=== Records for this task ===
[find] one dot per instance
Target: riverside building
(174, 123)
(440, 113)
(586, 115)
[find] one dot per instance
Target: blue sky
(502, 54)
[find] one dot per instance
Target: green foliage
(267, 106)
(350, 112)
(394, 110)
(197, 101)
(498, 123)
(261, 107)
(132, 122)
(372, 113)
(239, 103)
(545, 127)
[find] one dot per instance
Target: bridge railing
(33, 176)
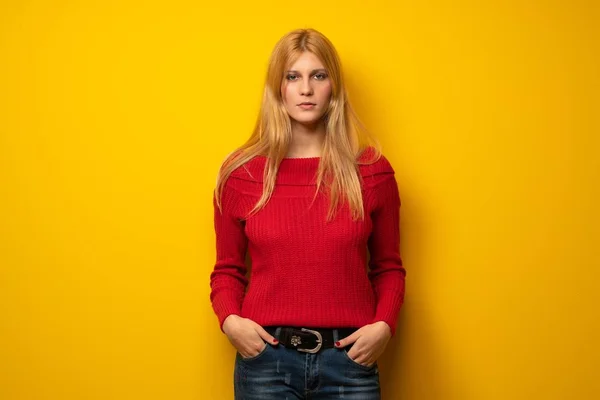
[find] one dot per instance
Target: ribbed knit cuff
(224, 307)
(388, 307)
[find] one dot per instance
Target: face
(306, 90)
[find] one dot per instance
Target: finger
(348, 340)
(267, 337)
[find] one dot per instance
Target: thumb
(266, 336)
(348, 340)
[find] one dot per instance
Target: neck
(307, 140)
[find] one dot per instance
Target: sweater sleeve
(228, 280)
(386, 272)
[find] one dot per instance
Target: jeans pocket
(253, 358)
(363, 367)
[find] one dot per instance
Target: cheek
(326, 93)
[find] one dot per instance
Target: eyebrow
(312, 72)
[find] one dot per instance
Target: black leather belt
(308, 340)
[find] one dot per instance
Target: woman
(307, 197)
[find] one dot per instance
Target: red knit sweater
(305, 271)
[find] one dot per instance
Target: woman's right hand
(247, 336)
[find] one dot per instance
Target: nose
(306, 88)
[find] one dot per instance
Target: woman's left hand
(369, 342)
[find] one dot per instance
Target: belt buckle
(319, 341)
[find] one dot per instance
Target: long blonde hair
(345, 138)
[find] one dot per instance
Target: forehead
(306, 61)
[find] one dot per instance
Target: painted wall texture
(115, 116)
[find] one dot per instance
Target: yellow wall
(114, 117)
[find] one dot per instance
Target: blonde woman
(307, 197)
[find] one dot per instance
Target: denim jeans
(279, 373)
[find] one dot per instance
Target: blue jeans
(279, 373)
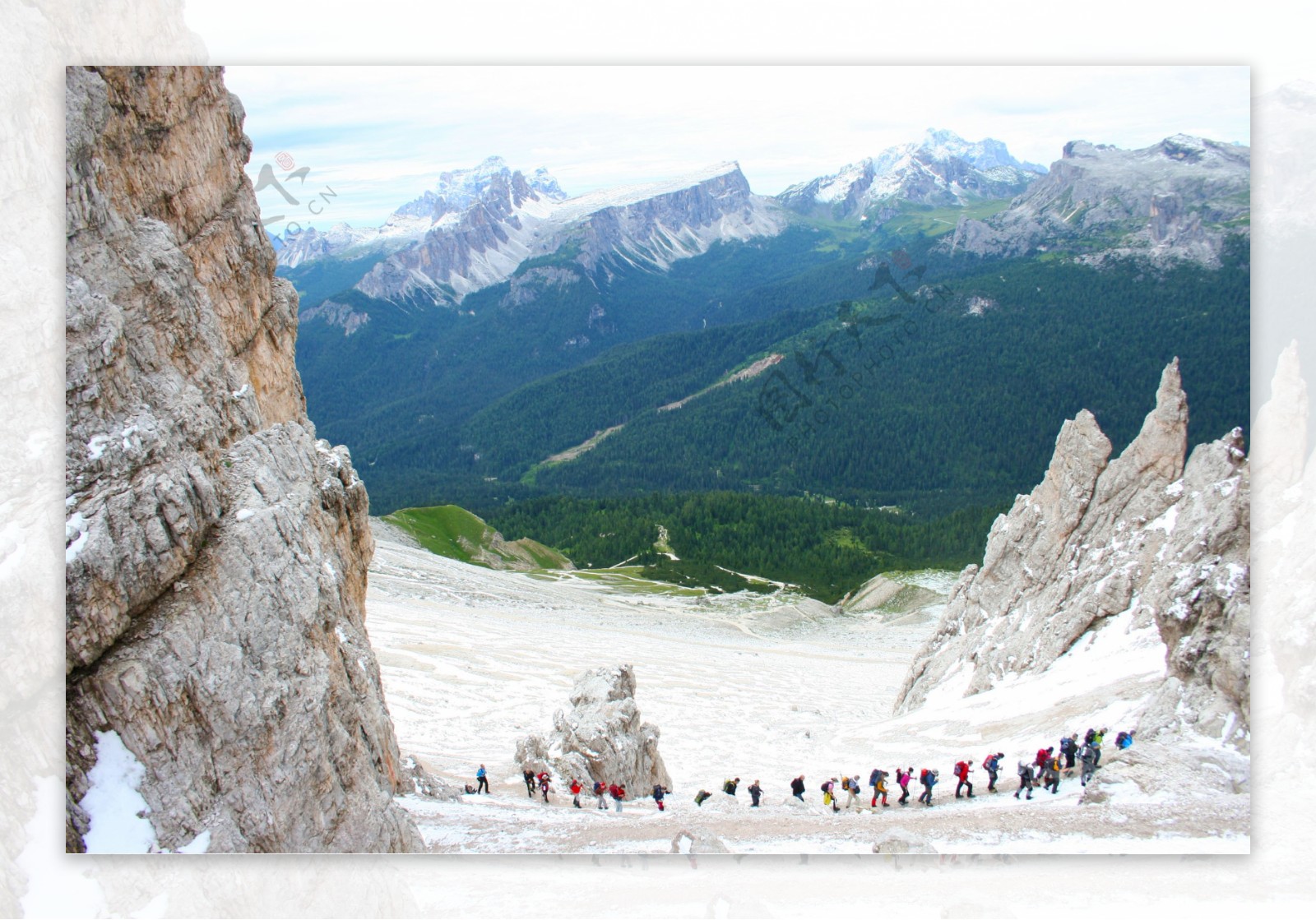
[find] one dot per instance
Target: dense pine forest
(824, 547)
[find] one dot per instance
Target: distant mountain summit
(941, 170)
(1175, 199)
(480, 225)
(456, 192)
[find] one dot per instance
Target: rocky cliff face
(1177, 199)
(1144, 539)
(216, 553)
(602, 737)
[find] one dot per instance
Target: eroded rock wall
(216, 553)
(1145, 534)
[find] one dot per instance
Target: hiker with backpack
(1040, 761)
(903, 781)
(1052, 775)
(852, 786)
(878, 781)
(962, 769)
(1026, 779)
(928, 778)
(1068, 751)
(1087, 755)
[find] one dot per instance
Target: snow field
(473, 659)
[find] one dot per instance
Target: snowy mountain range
(478, 227)
(941, 169)
(1175, 199)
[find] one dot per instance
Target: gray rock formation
(1144, 534)
(216, 553)
(427, 784)
(898, 841)
(1177, 199)
(697, 844)
(602, 737)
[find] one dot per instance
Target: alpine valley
(901, 335)
(934, 457)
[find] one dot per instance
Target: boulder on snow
(897, 841)
(697, 844)
(602, 737)
(427, 784)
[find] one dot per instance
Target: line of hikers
(1045, 769)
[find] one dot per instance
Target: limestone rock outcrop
(602, 737)
(1145, 534)
(216, 552)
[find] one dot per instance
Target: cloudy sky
(379, 136)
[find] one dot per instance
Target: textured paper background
(39, 880)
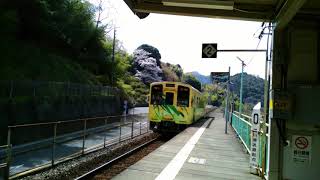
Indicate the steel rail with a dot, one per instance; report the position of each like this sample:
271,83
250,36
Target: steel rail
94,171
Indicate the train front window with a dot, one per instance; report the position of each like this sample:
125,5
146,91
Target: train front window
156,94
169,98
183,96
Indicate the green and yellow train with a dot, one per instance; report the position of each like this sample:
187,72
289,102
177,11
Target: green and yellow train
174,105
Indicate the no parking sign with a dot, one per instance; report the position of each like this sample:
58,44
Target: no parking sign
301,151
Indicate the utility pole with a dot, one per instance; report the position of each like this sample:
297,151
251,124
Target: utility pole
113,51
241,85
227,104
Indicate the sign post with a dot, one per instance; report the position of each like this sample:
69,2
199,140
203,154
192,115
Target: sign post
255,144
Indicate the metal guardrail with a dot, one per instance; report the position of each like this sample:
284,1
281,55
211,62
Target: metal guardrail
90,134
243,129
16,88
242,126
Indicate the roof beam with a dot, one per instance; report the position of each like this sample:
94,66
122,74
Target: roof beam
215,13
287,12
131,5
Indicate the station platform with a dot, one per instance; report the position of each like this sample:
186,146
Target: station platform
199,152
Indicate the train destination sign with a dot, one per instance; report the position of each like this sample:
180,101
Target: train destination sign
209,50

=== What the exercise asks ===
Rewrite every line of the data between the line holding "Indicate the station" and the end of the data, inclusive, shifting each answer coordinate up by 73. Leave all other numbers unchanged.

=== Worked solution ===
Indicate the station platform with a dot, one per instance; report the position of each like this sample:
186,146
Target: station platform
272,225
Indicate the train destination sign with a dot, one per instance; report the position of each like this sample:
180,101
Target: train destination sign
282,123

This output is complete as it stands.